» **Task data**
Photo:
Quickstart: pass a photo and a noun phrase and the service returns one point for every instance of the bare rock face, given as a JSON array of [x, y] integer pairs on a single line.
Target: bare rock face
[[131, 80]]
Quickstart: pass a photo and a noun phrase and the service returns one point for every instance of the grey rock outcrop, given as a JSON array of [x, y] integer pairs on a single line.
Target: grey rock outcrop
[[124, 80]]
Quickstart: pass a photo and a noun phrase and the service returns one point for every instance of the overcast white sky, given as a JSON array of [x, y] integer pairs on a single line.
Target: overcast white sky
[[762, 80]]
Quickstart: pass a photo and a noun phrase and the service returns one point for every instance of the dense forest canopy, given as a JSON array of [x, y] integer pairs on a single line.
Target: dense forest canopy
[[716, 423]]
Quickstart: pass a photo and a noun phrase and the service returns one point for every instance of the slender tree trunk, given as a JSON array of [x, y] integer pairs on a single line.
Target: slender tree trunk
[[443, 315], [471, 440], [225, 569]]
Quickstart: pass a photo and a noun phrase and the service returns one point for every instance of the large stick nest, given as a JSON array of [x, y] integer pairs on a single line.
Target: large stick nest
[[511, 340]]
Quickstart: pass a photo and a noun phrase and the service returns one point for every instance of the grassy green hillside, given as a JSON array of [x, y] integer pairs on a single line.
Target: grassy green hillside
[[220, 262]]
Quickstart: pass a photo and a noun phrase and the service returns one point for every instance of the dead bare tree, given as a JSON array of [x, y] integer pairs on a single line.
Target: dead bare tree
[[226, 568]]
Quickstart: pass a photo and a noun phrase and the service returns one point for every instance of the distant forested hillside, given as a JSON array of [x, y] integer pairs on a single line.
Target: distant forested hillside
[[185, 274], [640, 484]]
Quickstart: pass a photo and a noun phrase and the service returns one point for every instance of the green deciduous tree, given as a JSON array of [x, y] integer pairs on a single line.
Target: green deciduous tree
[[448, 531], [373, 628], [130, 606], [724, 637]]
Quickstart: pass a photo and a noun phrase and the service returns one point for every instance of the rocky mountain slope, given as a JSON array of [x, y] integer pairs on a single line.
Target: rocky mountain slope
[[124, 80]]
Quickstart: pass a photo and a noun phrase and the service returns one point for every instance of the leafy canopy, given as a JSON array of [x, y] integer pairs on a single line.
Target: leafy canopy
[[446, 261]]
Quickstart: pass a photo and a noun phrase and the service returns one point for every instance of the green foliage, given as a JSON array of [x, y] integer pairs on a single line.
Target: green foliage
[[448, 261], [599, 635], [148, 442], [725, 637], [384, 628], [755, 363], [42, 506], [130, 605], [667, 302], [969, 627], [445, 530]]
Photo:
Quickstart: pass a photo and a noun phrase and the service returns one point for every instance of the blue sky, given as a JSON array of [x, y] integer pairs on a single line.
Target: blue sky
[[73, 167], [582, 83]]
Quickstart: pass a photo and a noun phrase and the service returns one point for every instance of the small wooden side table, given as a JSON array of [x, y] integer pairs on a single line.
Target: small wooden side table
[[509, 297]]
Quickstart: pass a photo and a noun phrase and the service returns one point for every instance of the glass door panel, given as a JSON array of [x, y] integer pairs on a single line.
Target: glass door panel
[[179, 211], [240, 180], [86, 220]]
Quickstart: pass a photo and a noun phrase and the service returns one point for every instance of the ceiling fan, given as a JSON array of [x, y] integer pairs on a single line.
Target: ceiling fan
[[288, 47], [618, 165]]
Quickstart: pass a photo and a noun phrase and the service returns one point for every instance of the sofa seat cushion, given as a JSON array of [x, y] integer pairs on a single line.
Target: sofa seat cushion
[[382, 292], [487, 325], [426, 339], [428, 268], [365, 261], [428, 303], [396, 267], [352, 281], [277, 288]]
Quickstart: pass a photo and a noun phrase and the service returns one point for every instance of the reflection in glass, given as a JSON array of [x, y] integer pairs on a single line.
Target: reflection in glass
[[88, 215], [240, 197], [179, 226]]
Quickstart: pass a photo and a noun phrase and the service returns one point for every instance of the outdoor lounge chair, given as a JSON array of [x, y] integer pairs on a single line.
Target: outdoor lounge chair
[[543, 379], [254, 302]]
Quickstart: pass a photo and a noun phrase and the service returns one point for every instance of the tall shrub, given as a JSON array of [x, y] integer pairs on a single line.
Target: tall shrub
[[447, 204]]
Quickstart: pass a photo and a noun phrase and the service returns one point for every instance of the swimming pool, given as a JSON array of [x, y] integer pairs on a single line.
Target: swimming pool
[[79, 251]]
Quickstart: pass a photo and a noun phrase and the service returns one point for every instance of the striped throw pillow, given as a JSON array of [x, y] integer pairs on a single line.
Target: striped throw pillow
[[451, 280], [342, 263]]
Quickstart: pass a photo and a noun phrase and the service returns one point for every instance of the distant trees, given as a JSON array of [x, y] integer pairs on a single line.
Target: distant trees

» **Stated goal**
Repeat the listing exactly, from its first line to its last.

» **Task solution**
Photo:
Quickstart: pass a photo and a noun phrase and the service returns one point for every instance of the bare rock face, given as a JSON array of [x, y] integer pairs on a single line.
Target: bare rock face
[[131, 80]]
Quickstart: pass a photo and a noun phrase and the service returns one point for every instance of the grey rock outcrop, given as a JSON array of [x, y] integer pairs on a single line.
Target: grey rock outcrop
[[124, 80]]
Quickstart: pass a photo and a noun phrase and the service returns one point for every instance of the overcast white sky, given as a JSON array of [x, y] integer pairs on a single line.
Target: overcast white sky
[[762, 80]]
Quickstart: pass a photo and a noun phrase and the service returns one point for every instance of the dense forest canopy, given as a JSON array of [x, y] integer pairs on a single line.
Target: dense forest canopy
[[716, 423]]
Quickstart: pass a photo and a noun phrase and the service returns one point for every instance of the slender tree trunk, given as a JSON array of [x, y] integer pairs on a single line.
Target: slender tree trunk
[[443, 315], [471, 440], [225, 569]]
Quickstart: pass a photo and a noun phrase and the service returns one point for every instance of the large stick nest, given as a JSON array of [x, y] integer pairs on a single line.
Target: large stick nest
[[511, 340]]
Quickstart: pass a photo and a noun phrase and the service returns one point for every instance of the grassy green hillside, given as a JSON array of [x, y] integer pairs on a single line.
Target: grassy green hillside
[[220, 262]]
Quickstart: pass a photo and a noun phrase and the service returns one point for every instance of the dead bare tree, given as a JSON array of [x, y] integer pairs on a single line.
Target: dead bare tree
[[226, 568]]
Quickstart: pass a photo and a noun phrase and the service returns one point for every instance of the distant forested hillside, given as a JSON array of [x, y] integer pairs on a single line.
Target: distant forested hillside
[[185, 274], [640, 484]]
Quickstart: pass a photo and a noun phrase and the service returns one point for every instance of the green deciduous tree, given as a JSON array of [x, y] integer pairs on a single line.
Target: green deciduous tree
[[448, 531], [373, 628], [130, 606], [724, 637]]
Quickstart: pass a photo and a noun phrase and the service returns one point for every instance of the rocky mountain slope, given as a JSON array of [x, y] integer pairs on a single line.
Target: rocky mountain slope
[[124, 80]]
Quickstart: pass a photo and a noun phrase and the service returns one point for every instance of the leafy canopy, given as a JSON array of [x, y] integer pairs on a single line.
Target: leafy canopy
[[446, 261]]
Quickstart: pass a photo and a noun phrase and the service returns one point for every instance of the green foliage, given as a JSON array of [x, y] integer pairs on a single line.
Target: green foliage
[[448, 261], [599, 635], [148, 442], [725, 637], [384, 628], [755, 363], [42, 506], [130, 605], [667, 302], [969, 627], [445, 530]]
Photo:
Quickstart: pass a photo and a noun phrase and the service returns one point for every instance of the blue sky, given as a JSON array of [x, y] integer pairs on a single line.
Target: blue sky
[[73, 167], [582, 83]]
Quickstart: pass a photo and a noun phrase and the service returns one point for every instance of the small wooden side table, given as a JSON array of [x, y] integer pairs on a single line.
Target: small wooden side table
[[509, 297]]
Quickstart: pass a photo and a noun phrase and the service returns one point for every instance of the glass door panel, given as a JSON array of [x, y] integer pairs on a single line.
Target: glass door panel
[[179, 211], [240, 180], [86, 220]]
Quickstart: pass a photo and a noun phrase and the service returns one point for every instance of the ceiling fan, given as a JSON array of [x, y] integer pairs on a single line.
Target: ceiling fan
[[288, 47], [618, 165]]
Quickstart: pass a photo and a noun phrase and the service returns one point for every instance of the sofa seat cushion, given as a JSON array of [x, y] integer pairs on a single line.
Target: sofa seat cushion
[[382, 292], [487, 325], [426, 339], [428, 268], [365, 261], [428, 303], [396, 267], [352, 281], [277, 288]]
Quickstart: pass a photo and a noun phrase and the service returns one point for every instance of the reflection in glass, given as a JSON array of [x, y] integer pairs on a single line.
Target: reflection in glass
[[88, 215], [240, 197], [179, 226]]
Quickstart: pass a photo and a noun phrase and the service returns one point for every instance of the outdoor lounge chair, given as a JSON array of [x, y] integer pairs on a single line.
Target: outdoor lounge chair
[[543, 379], [254, 302]]
Quickstart: pass a photo and a noun phrase and the service returns one point for every instance of the tall shrub, given as a JSON array of [x, y] integer pairs on a single line.
Target: tall shrub
[[447, 204]]
Quickstart: pass a photo and a noun phrase and the service returns one point for every instance of the swimming pool, given as a JSON array of [x, y] integer pairs on a single line.
Target: swimming pool
[[79, 251]]
Quickstart: pass a photo and a noun phrase and the service returns one point for every instance of the striped throw pillow, given as a JSON array of [x, y] integer pairs on a single line.
Target: striped throw pillow
[[451, 280], [342, 263]]
Quickstart: pass a photo and a noun phrase and the service returns one point for every instance of the distant trees, given as a JSON array of [x, y] integer pairs on a single line.
Target: distant trees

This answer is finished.